Stated exercise 1: Copy out, without any change, the rows from the one containing "Can you find the lower lip?" down to the one containing "pixel 461 106", including both of those rows.

Text provided:
━━━━━━━━━━
This isn’t something I really thought I would or even want to write about but in the wake of recent events, it seems like the right time to do it. When it comes to Star Wars movies, I’m completely indifferent. I don’t have particularly strong feelings about them in any direction. Having said that, being indifferent to Star Wars somehow makes me a “hater” because of how much its rabid fanbase comparatively loves it. To me they always seemed like okay movies; I saw them when I was a kid but didn’t connect with them all that much, so I don’t have this burning nostalgia for them in my heart that others who really grew up on them do. I thought lightsaber battles were cool but that was about the extent of it.
Star Wars rarely seems to break into the realm of legitimately “good” movies. What works for Star Wars is that it is incredibly imaginative and because of that, they have a giant impression on children, who (and I know this hurts, fanboys) are the target audience for these movies. Yes. Star Wars, at its core, is a movie for kids, and there’s nothing wrong with that. The reason fanboys get so angry about Star Wars is their refusal to accept that. They enjoyed it when they were kids but they are not kids anymore, so when this franchise deviates from the established formula that they are nostalgically comfortable with, they throw a fit.
━━━━━━━━━━
Extracted information:
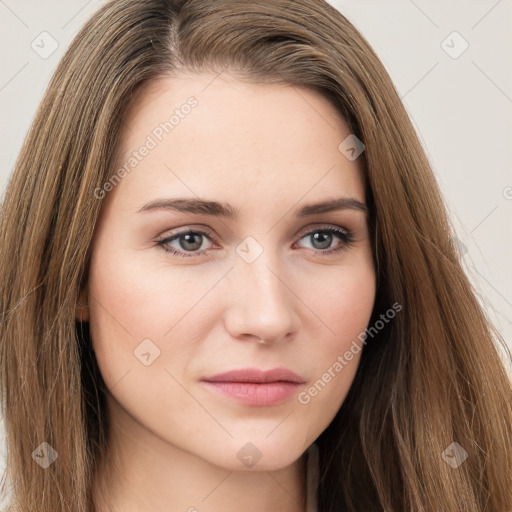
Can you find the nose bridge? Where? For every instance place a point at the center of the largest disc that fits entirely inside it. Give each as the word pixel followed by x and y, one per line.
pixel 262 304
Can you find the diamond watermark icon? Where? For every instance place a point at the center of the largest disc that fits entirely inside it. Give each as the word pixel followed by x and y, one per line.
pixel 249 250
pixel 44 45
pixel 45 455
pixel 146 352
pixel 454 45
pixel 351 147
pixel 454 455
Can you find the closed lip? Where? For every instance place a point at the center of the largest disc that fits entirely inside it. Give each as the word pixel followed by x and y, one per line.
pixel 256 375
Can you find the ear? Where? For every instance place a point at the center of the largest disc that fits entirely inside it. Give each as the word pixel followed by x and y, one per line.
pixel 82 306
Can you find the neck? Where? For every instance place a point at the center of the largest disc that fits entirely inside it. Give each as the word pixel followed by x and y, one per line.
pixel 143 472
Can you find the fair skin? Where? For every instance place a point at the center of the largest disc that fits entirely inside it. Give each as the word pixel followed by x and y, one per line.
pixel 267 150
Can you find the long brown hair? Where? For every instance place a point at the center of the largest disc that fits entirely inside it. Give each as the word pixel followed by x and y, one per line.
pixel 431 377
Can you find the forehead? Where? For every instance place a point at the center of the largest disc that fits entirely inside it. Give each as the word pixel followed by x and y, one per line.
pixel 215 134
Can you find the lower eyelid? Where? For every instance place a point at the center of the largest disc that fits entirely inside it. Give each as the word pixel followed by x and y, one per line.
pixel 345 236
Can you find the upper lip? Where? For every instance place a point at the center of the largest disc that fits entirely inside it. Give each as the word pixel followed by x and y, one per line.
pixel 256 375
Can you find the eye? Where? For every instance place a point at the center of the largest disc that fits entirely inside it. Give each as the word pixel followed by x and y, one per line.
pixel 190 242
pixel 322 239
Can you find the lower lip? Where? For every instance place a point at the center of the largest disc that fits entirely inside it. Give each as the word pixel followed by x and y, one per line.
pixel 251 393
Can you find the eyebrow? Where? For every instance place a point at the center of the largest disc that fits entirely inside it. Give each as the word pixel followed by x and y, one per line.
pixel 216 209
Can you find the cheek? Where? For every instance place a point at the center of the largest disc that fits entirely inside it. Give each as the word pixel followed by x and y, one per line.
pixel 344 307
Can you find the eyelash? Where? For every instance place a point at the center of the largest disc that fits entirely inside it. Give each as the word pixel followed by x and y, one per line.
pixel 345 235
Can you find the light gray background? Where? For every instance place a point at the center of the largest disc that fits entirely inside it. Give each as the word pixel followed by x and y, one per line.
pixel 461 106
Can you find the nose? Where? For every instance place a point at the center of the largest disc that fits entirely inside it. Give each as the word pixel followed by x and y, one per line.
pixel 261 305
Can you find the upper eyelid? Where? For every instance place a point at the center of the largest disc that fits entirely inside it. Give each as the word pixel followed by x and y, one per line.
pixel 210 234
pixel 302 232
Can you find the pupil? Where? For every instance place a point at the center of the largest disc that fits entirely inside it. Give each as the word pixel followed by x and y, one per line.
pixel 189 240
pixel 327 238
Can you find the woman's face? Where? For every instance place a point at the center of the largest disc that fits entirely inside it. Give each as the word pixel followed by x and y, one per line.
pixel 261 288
━━━━━━━━━━
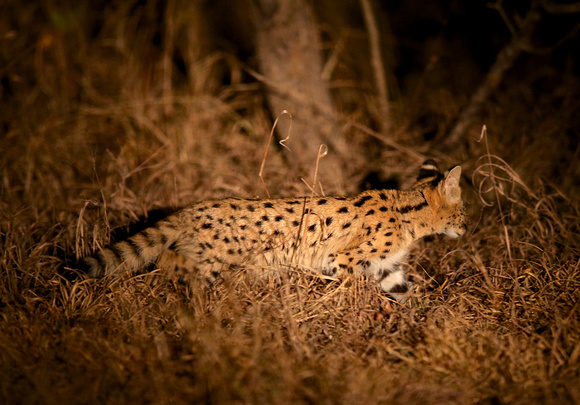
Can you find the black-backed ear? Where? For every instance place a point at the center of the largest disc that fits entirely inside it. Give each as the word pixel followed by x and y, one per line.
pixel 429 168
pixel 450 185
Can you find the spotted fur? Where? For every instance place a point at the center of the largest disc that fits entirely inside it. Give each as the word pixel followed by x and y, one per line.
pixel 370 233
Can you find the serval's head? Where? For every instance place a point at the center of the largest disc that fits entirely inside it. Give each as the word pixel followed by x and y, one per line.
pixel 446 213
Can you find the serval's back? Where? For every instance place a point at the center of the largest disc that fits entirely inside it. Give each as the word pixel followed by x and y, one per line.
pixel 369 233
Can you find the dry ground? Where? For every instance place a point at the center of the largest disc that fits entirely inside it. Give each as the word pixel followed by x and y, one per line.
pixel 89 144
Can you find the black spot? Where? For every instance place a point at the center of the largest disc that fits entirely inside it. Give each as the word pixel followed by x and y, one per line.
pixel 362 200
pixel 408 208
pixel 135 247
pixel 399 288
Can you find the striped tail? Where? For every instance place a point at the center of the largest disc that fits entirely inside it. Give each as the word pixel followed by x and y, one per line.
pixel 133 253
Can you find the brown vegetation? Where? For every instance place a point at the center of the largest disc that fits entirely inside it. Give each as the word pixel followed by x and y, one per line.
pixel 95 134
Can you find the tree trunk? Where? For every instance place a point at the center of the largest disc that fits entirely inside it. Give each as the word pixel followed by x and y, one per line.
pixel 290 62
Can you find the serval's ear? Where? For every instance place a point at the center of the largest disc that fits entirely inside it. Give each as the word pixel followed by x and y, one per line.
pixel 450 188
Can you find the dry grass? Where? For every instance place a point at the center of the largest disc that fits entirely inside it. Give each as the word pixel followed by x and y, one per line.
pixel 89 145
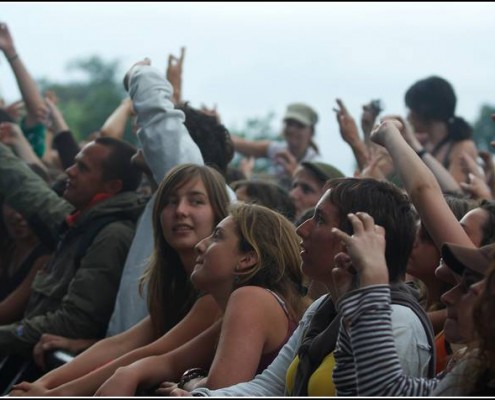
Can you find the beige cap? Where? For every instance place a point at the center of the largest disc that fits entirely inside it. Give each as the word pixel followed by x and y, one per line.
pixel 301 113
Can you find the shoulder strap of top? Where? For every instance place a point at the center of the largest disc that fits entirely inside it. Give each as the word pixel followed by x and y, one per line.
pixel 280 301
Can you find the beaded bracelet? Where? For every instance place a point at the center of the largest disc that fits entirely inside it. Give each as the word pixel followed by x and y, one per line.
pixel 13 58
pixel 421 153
━━━━━━━━━━
Stated exercise 2: Go on with the piece about Star Wars movies from the point where it stops.

Final result 1:
Can you find the lower lip? Where? For every instance place a point at the center of the largest disc that fits entirely inside it. Give each as the word pixel followed by x and y, one per line.
pixel 251 393
Can you find the eyebrow? Where? For every instance place a point at the center of the largest disc that fits entirely inside it. Give each as the word pixel followed by x and y, one per line.
pixel 216 209
Can you find the cheek? Where? For every instance place a point at the center of the largest disc that fits entirely inside it. Give each as the word pixel followed by x and y, one per line.
pixel 344 307
Can you find the eyelash? Where? For every instance place a point at the center of the largest disc that fits entirely inside it. Give each as the word pixel followed by x and y, one per line.
pixel 345 235
Can you find the light gray background? Where? For every instance place a point at the center of the largest disc that fits entirely inside it. Give each as the word pixel followed by x and y, one per line.
pixel 461 106

Final result 2:
This isn’t all Star Wars fans. I am sure the vast majority of them are well-adjusted adults who have no problem with the franchise changing beyond Luke fighting Darth Vader. The problem is, well-adjusted people don’t make the news. No one wants to hear about people who politely enjoy things. Unfortunately, a loud minority of racists and misogynists are going to make the news every time, no questions asked. These are the folks that don’t want change. Change is different. Change is scary. Change is hard to embrace. It’s much easier to eat at McDonald’s every night because you know what you’re getting and that’s the same mentality that has driven these Star Wars fans insane; it’s as if McDonald’s changed their menu and that is unacceptable to them. So they have decided to viciously attack something they claim they love very dearly.
Just take a look at what has happened only in the last few months: Kelly Marie Tran (who was wonderful to watch in The Last Jedi) had to leave Instagram due to awful vitriol from “fans” of Star Wars; director, Rian Johnson has received numerous death threats for making The Last Jedi not fit smoothly with what is expected, no demanded, by the “fans” in a Star Wars movie and now there is a boycott of Solo, the newest movie, because these “fans” hate Kathleen Kennedy for trying to tell new stories within this universe. The message is clear and I’ve said this loooooooong before all of this ridiculous backlash took place: these fans do not actually want “new” Star Wars movies, they just want the same ones over and over again with a slightly new coat of paint to keep it a little fresh. They want it the way it was when they were kids; if it isn’t exactly like that, then it is not Star Wars.
It’s mind-bending to think about. You have an imaginative franchise that takes place across a vast galaxy of planets and all you want to do is keep going back to Tatooine and the Death Star?? It wasn’t interesting at all to see an old and bitter Luke Skywalker? You just wanted him to come and save the day, yet again? How is that interesting at all? You had three whole movies of that exact thing already.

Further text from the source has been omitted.